* Problem details *
Only the closing part of the listing is wanted: reproduce exactly the line containing "Target: boy's hand" and all lines below it.

* Source information *
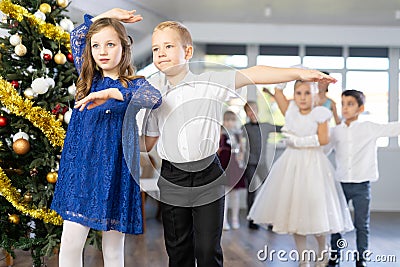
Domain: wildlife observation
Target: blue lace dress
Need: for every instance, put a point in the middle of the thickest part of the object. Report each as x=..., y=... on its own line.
x=96, y=187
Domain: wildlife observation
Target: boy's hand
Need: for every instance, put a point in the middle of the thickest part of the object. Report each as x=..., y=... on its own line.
x=98, y=98
x=315, y=76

* Output for this exercise *
Target: boy's hand
Need: for every instance, put a point in the middle of the thickest part of the object. Report each as x=..., y=... on its own line.
x=98, y=98
x=315, y=76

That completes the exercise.